### Problem 1
Extract each line of the listing below that contains the word "metal".

### Source text
-------------------------

But the thing is... I have no friends! So why should students in my class know? I barely interact with anybody at school in the brakes. Why would anyone need to know if they don't meet that as a problem?

Also, people don't really like me already and I wonder if I told I had AS it would only make things worse. They have had some suspicions about me, thinking I am vigrid(nazi) or something. Telling I have AS could maybe rid off some suspicions, but it could also create more.


You are correct.  Do not tell anyone, people are prejudiced.  If you want to work on being more sociable, there are great resources I could PM you.

The best thing you could do would just be to work on being more sociable, if you live in a city, going to bars/clubs and crashing and burning there 4-5 nights a week at different places until you get socialized and used to it.

Whats your main beef with people? fear? anxiety? weirdness? you dislike "small talk", etc?

tenaciouscj Wrote:
Well, if you don't want to have friends that's a perfectly valid choice. I don't think the advice from soTMH is the best thing to follow.


And how would you know exactly?  You're a bit presumptuous don't you think?

erkolos Wrote:
The thing that has mainly prevented me from interacting is that I don't like the thought of it. I have no interest in having friends.

-------------------------

Entries drawn from a collection:

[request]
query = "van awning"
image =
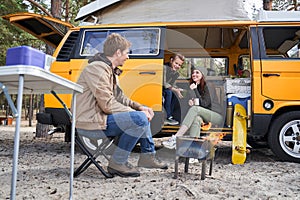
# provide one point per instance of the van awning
(128, 11)
(48, 29)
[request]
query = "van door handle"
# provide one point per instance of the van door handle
(268, 75)
(150, 73)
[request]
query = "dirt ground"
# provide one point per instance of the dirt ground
(44, 169)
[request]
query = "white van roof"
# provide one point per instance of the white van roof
(278, 16)
(128, 11)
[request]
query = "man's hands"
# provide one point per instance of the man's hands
(148, 112)
(178, 92)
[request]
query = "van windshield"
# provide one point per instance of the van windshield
(144, 41)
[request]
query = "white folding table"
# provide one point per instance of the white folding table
(25, 79)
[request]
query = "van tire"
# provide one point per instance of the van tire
(282, 138)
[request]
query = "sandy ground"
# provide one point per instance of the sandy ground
(43, 173)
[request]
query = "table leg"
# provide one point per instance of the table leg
(72, 144)
(17, 138)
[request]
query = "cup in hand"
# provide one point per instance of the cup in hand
(196, 101)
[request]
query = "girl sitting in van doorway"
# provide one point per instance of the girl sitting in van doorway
(203, 110)
(169, 87)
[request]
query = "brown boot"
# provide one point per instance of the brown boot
(149, 161)
(123, 170)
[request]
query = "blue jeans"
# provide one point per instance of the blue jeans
(131, 127)
(168, 103)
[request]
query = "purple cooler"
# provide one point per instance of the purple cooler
(24, 55)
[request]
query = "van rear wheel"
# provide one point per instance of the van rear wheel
(284, 136)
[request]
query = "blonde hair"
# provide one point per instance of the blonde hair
(114, 42)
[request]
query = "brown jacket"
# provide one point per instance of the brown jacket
(101, 96)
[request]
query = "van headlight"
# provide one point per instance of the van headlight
(268, 104)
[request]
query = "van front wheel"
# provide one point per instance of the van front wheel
(284, 136)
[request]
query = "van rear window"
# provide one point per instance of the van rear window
(144, 41)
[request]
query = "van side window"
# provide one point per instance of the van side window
(210, 66)
(282, 42)
(144, 41)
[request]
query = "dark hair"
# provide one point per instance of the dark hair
(114, 42)
(178, 55)
(202, 84)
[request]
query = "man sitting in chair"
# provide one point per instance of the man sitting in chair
(103, 106)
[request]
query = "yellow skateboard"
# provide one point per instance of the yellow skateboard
(239, 135)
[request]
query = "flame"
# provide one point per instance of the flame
(215, 137)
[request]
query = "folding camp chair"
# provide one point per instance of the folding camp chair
(91, 156)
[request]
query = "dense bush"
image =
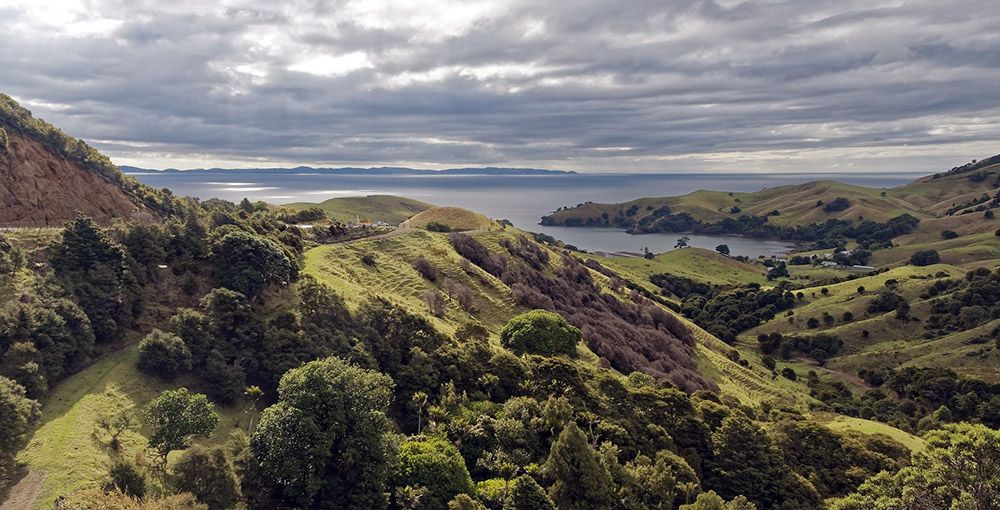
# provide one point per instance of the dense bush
(248, 263)
(93, 267)
(209, 475)
(163, 355)
(436, 465)
(540, 332)
(838, 204)
(630, 336)
(925, 258)
(11, 258)
(426, 269)
(728, 312)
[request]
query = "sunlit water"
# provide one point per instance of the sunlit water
(520, 199)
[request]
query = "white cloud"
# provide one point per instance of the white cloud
(589, 85)
(331, 66)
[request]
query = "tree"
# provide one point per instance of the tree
(176, 417)
(540, 332)
(208, 474)
(11, 258)
(435, 303)
(328, 437)
(435, 464)
(163, 355)
(465, 502)
(959, 468)
(778, 271)
(89, 264)
(16, 414)
(248, 263)
(712, 501)
(925, 258)
(581, 481)
(745, 462)
(526, 494)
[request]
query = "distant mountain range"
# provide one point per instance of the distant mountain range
(385, 170)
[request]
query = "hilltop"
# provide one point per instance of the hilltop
(960, 191)
(384, 170)
(387, 208)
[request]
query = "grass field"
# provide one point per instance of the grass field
(695, 263)
(65, 448)
(455, 218)
(394, 277)
(387, 208)
(846, 423)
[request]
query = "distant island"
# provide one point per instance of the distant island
(385, 170)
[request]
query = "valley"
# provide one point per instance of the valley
(395, 353)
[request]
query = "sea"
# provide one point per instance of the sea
(521, 199)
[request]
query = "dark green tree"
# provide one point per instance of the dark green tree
(11, 258)
(248, 263)
(93, 267)
(327, 442)
(925, 258)
(540, 332)
(581, 481)
(435, 464)
(526, 494)
(163, 355)
(746, 462)
(959, 468)
(208, 473)
(176, 417)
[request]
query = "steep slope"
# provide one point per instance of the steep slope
(47, 177)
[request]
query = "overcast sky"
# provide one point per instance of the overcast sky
(622, 86)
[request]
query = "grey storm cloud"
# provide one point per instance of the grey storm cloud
(683, 85)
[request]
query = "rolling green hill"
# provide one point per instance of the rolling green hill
(387, 208)
(455, 218)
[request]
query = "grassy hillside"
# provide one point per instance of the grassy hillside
(454, 218)
(695, 263)
(67, 451)
(881, 340)
(796, 204)
(394, 277)
(387, 208)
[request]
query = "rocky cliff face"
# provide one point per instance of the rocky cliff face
(39, 188)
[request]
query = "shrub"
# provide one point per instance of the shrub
(126, 478)
(433, 463)
(426, 269)
(436, 226)
(838, 204)
(540, 332)
(163, 355)
(208, 474)
(925, 258)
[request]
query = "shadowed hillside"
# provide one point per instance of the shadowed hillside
(47, 177)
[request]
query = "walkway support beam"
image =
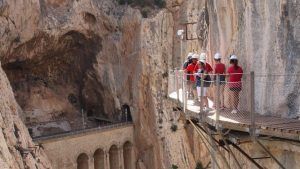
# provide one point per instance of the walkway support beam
(252, 106)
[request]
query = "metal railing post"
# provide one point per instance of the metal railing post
(252, 105)
(184, 87)
(201, 95)
(177, 85)
(218, 101)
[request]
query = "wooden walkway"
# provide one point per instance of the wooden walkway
(265, 125)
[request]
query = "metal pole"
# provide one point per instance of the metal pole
(182, 87)
(252, 108)
(83, 124)
(202, 93)
(177, 85)
(185, 93)
(218, 102)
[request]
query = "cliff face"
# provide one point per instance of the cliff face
(17, 148)
(67, 56)
(94, 56)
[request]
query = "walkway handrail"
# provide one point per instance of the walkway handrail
(80, 131)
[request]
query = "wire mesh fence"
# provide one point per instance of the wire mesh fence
(48, 131)
(278, 95)
(238, 98)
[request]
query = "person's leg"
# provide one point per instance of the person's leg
(236, 99)
(222, 87)
(205, 100)
(215, 96)
(195, 91)
(231, 96)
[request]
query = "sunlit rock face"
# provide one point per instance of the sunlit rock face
(65, 57)
(17, 148)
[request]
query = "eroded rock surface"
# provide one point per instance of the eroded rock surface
(17, 151)
(63, 57)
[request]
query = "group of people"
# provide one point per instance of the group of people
(196, 68)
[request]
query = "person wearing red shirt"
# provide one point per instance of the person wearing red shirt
(219, 69)
(235, 83)
(191, 70)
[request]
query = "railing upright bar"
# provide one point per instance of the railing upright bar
(177, 85)
(252, 106)
(218, 102)
(182, 87)
(184, 92)
(201, 95)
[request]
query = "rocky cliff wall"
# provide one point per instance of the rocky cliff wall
(17, 151)
(65, 56)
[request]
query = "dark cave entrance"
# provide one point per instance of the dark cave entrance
(56, 69)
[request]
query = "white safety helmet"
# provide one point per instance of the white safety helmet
(202, 60)
(202, 56)
(233, 57)
(189, 56)
(195, 56)
(217, 56)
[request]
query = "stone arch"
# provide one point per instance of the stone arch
(114, 157)
(99, 158)
(128, 155)
(83, 161)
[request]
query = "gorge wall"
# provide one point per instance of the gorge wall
(63, 57)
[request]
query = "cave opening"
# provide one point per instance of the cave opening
(49, 77)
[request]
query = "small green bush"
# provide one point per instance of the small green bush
(174, 166)
(174, 127)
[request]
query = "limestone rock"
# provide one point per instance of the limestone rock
(17, 149)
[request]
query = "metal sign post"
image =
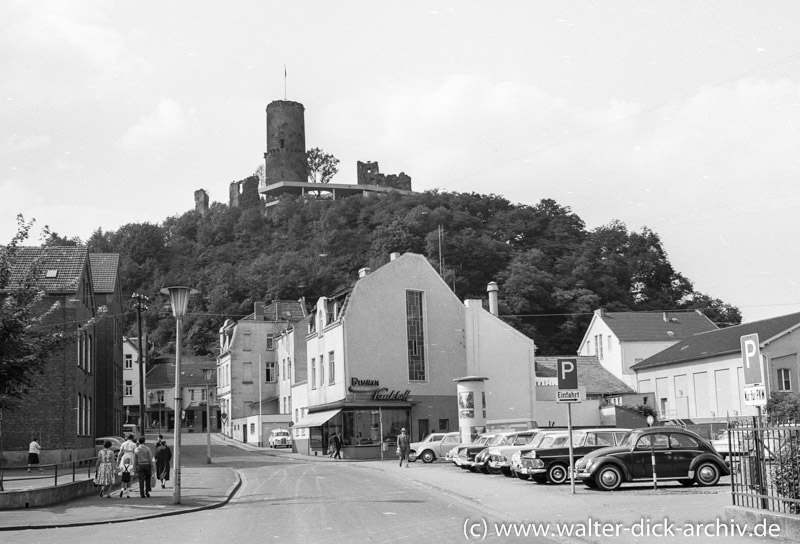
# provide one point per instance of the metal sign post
(568, 392)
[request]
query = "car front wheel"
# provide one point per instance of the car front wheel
(557, 474)
(707, 474)
(608, 478)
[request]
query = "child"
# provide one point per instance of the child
(126, 470)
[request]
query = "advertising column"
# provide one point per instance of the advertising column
(471, 407)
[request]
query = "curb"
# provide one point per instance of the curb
(232, 490)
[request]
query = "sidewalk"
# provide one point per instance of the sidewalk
(202, 488)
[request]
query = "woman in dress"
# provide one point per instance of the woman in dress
(163, 459)
(105, 469)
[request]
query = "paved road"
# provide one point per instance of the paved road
(296, 499)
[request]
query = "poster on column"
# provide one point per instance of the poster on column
(466, 404)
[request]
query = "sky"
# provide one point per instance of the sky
(682, 117)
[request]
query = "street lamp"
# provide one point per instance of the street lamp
(180, 300)
(208, 375)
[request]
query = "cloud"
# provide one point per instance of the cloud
(164, 124)
(16, 142)
(66, 47)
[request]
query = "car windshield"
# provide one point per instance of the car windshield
(629, 439)
(553, 440)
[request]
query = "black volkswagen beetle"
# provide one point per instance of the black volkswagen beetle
(679, 455)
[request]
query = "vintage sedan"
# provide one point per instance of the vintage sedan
(460, 457)
(551, 464)
(434, 446)
(506, 439)
(499, 457)
(679, 455)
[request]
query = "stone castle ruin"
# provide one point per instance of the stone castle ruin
(286, 169)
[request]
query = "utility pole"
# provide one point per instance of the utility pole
(139, 306)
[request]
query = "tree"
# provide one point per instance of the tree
(25, 344)
(321, 166)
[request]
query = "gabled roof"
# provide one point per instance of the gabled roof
(655, 326)
(105, 270)
(719, 342)
(591, 375)
(60, 269)
(162, 373)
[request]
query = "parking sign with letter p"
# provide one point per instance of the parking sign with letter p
(567, 373)
(751, 359)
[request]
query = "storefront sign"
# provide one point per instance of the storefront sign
(384, 394)
(361, 386)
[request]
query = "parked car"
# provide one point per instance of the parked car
(280, 437)
(116, 442)
(536, 441)
(551, 464)
(499, 457)
(480, 459)
(679, 455)
(466, 453)
(434, 446)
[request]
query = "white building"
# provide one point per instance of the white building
(701, 378)
(619, 340)
(247, 371)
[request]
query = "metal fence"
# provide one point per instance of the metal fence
(15, 478)
(765, 465)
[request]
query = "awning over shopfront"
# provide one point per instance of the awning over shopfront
(315, 420)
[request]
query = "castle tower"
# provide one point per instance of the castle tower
(285, 159)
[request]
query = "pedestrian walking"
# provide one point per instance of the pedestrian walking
(126, 450)
(163, 460)
(104, 469)
(126, 472)
(143, 465)
(34, 449)
(403, 446)
(337, 446)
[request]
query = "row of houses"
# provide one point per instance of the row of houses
(383, 354)
(79, 394)
(386, 353)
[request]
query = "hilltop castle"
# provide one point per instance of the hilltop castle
(286, 169)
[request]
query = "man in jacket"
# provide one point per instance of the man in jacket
(143, 465)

-------------------------

### Problem 2
Write the next part of the forum thread above about whether to tell classmates about having AS, picking up after its final sentence.

### Response 1
query = "metal railing post"
# provide one point per instance of the metal railing post
query = "metal pole"
# provide one point per instance of the metal pole
query = "metal sign post"
# provide one point per instance of the metal sign post
query = "metal fence"
# provide one point per instance of the metal fence

### Response 2
You sound similar to me, at least from what I can tell.  Anyway, you do evenutally want a girlfriend/relationship, and down the line, wife right?  At some point socialization / some friendships will be necessary, otherwise it will come off badly to women (if you're hetero which I assume you are) and that will definitely suck.

Girls who are highly socialized will think its weird you dont have any friends, they place a lot of emphasis on gregariousness and social value in their choice of boyfriends, etc.  You dont have to a super social guy but being personable has benefits even if it causes you pain (as you adjust) if want to practice like mad and get good at it.

I watched, Arnold Schwarzennegars (spelling?) pumping iron for inspirition to get over my fear and distaste for socializing, after all after you watch and listen to what some people put themselves through it gives you motivation to push yourself and add  new skills  to repetoire.

I'm just putting how I feel (and have felt) down here so you can compare how you feel.  Before I became more socialized I experienced agitation / annoyance, anxiety and pressure to perform in social situations.  But I have also discovered the fact that I am not psychologically rewarded very strongly for interacting socially with people.  (i.e. we get no juice/energy/stimulation out of the interaction, or if we do its so little as to not garner our interest).

For me doing the "hard knocks", going out and ramdomly chatting people up in different social venues was stressful but its like a huge block of ice, you have to chip away at it and melt it to some degree to get used to it.  In my opinion socializing many times still feels like working to me, but it has big payoffs down the road when you need it.

tenaciouscj Wrote:

SoTMH Wrote:

tenaciouscj Wrote:
Well, if you don't want to have friends that's a perfectly valid choice. I don't think the advice from soTMH is the best thing to follow.


And how would you know exactly?  You're a bit presumptuous don't you think?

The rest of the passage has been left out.